### Hedef
"Go ahead, prove it: find the black arrow" içeren satırdan "[[47, 43, 77, 51]]" içeren satıra kadar olan satırlarda "concrete block" adını "cement block" olarak değiştirip bu satırları yeniden yaz. Geri kalan her şey aynı kalsın.

### Verilen Veriler
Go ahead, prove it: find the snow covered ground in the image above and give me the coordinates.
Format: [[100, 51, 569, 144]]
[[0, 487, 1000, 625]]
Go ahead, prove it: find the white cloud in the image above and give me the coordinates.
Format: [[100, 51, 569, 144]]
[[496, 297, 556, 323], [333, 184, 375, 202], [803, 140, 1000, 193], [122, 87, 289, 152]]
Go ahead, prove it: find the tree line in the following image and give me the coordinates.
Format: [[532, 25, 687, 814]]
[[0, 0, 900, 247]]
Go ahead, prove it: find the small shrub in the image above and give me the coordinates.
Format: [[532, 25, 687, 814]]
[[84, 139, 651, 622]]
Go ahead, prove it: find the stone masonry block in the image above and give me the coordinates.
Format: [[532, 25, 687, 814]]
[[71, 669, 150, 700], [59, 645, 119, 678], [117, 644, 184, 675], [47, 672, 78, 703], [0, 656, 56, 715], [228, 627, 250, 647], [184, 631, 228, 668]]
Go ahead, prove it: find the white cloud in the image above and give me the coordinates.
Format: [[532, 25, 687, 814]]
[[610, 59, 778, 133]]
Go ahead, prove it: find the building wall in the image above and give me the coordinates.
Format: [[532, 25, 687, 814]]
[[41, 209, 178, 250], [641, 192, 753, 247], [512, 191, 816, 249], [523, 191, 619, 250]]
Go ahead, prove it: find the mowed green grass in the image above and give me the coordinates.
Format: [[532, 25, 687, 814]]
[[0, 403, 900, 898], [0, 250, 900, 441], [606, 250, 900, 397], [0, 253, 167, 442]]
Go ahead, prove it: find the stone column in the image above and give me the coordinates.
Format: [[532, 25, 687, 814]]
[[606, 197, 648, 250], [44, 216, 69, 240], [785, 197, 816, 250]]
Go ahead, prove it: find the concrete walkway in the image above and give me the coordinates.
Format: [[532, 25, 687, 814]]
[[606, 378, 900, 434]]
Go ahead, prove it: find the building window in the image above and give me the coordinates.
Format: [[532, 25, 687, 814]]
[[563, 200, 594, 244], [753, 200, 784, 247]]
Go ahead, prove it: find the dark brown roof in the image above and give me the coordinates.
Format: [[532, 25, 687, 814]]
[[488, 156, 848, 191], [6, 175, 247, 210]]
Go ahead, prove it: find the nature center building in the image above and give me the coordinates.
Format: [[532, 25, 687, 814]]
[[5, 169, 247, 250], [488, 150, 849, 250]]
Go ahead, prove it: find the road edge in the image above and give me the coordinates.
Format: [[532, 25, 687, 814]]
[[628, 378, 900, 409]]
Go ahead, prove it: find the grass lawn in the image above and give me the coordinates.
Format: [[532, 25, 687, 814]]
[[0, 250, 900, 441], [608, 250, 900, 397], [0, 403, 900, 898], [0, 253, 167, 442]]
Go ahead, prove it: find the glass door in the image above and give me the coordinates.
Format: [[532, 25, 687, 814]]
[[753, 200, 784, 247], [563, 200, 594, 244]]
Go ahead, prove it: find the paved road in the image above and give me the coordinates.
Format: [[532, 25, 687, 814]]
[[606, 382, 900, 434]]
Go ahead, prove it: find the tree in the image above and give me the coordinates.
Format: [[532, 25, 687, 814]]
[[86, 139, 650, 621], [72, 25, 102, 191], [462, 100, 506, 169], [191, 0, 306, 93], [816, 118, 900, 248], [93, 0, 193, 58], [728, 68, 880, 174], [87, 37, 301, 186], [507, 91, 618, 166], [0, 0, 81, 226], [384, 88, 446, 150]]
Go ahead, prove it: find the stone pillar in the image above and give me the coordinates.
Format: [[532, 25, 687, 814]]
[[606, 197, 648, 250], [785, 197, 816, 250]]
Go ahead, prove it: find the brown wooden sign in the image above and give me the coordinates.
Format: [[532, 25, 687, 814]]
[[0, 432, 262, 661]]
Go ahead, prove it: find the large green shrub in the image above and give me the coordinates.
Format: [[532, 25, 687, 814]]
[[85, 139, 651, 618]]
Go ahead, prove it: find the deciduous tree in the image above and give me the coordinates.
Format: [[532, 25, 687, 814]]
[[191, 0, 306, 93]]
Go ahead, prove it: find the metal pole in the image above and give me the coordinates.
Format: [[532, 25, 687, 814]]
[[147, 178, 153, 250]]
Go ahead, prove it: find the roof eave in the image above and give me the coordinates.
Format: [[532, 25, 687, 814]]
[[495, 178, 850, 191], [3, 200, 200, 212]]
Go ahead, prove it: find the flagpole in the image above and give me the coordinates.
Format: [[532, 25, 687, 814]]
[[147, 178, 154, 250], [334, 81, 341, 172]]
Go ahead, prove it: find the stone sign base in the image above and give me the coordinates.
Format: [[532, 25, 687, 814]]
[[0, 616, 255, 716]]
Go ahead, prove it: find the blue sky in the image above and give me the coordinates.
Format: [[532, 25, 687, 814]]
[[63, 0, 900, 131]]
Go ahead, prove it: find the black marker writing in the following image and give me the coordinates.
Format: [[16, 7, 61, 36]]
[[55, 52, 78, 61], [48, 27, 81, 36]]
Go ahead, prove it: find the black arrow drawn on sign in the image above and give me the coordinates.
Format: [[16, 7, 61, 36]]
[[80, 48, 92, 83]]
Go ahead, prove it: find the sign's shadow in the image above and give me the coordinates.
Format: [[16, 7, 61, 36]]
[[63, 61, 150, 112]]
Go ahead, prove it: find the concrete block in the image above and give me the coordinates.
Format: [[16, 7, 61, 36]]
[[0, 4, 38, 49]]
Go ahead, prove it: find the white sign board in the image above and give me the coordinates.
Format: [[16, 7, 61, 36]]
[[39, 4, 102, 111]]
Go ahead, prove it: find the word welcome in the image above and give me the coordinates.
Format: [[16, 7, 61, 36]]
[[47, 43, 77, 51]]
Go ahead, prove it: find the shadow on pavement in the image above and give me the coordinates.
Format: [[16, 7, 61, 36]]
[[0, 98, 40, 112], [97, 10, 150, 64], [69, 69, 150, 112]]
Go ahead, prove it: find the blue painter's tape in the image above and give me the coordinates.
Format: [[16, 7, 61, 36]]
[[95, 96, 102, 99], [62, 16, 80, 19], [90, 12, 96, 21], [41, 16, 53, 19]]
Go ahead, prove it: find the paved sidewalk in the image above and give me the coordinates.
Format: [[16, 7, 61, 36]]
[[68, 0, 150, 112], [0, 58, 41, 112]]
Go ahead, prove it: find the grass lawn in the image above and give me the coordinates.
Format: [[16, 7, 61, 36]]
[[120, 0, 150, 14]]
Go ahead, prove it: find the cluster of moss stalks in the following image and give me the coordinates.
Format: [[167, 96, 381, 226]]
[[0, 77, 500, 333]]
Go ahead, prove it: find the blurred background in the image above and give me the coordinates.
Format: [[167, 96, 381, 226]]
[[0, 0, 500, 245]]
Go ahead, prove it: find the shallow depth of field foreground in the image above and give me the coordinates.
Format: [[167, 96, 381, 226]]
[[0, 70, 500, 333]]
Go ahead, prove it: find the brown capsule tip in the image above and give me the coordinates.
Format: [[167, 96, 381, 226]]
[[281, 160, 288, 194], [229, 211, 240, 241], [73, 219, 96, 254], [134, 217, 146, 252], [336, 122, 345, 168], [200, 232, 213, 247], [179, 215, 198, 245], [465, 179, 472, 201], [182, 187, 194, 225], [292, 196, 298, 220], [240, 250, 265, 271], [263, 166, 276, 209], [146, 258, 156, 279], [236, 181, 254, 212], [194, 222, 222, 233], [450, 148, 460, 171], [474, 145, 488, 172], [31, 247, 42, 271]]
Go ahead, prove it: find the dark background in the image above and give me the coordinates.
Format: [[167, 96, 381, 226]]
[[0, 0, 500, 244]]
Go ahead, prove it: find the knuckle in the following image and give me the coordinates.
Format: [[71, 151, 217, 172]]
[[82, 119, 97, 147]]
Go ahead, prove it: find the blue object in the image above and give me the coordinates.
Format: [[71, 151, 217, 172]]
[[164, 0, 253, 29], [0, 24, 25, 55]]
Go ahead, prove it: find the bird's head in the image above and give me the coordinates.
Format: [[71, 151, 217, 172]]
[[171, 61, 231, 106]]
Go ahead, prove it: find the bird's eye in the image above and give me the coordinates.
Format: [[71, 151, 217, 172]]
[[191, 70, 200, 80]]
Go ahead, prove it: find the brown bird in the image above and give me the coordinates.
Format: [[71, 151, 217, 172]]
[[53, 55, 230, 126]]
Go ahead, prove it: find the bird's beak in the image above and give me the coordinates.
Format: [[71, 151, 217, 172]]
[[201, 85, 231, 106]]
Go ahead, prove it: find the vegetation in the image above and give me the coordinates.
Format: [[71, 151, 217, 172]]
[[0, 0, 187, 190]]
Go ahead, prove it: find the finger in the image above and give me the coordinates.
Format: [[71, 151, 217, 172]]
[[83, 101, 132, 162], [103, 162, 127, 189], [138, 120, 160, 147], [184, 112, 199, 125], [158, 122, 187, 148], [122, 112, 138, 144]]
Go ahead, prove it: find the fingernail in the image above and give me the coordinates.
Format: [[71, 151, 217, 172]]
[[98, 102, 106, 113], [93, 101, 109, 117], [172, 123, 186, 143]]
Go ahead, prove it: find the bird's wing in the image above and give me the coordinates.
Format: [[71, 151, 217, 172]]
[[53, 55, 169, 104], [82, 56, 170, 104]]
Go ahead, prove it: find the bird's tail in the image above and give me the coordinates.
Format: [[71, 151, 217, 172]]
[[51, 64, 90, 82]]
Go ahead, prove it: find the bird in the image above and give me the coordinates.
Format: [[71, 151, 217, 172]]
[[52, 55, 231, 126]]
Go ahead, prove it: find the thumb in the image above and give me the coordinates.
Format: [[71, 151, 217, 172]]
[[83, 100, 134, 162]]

### Tam Çıktı
Go ahead, prove it: find the black arrow drawn on sign in the image above and give me the coordinates.
Format: [[16, 7, 61, 36]]
[[80, 48, 92, 83]]
Go ahead, prove it: find the sign's shadow in the image above and give me the coordinates.
Format: [[16, 7, 61, 36]]
[[63, 61, 150, 112]]
Go ahead, prove it: find the cement block in the image above and give me the coordinates.
Format: [[16, 7, 61, 36]]
[[0, 4, 38, 49]]
Go ahead, prove it: find the white sign board in the image above and give me the coordinates.
Format: [[16, 7, 61, 36]]
[[39, 4, 102, 111]]
Go ahead, prove it: find the word welcome in the image above and give me the coordinates.
Format: [[16, 7, 61, 36]]
[[47, 43, 77, 51]]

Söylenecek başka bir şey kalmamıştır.